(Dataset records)
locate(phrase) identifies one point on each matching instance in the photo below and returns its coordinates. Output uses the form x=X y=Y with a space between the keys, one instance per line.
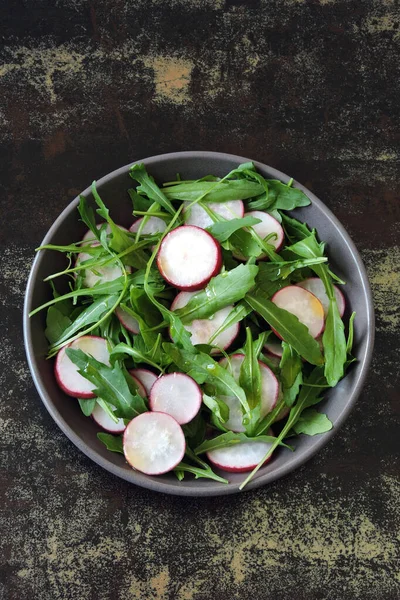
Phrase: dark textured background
x=308 y=86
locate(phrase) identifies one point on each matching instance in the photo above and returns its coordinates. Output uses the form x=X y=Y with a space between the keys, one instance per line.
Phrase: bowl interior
x=82 y=431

== Exercise details ==
Copy each of the entries above word for word, omitting the pictures.

== Result ==
locate(phrase) identifies one point on each matching instance in the photo below and returns its coordinates. Output uses the form x=X y=Y with a space between the keys, one instance per line.
Phrase: dark textured background
x=308 y=86
locate(phrase) identifies one point on each matching instance in the photo above and returns its coordinates. Output uses the form x=X y=Y with a space between the keys, one instance per line.
Phrase: bowl interior
x=82 y=431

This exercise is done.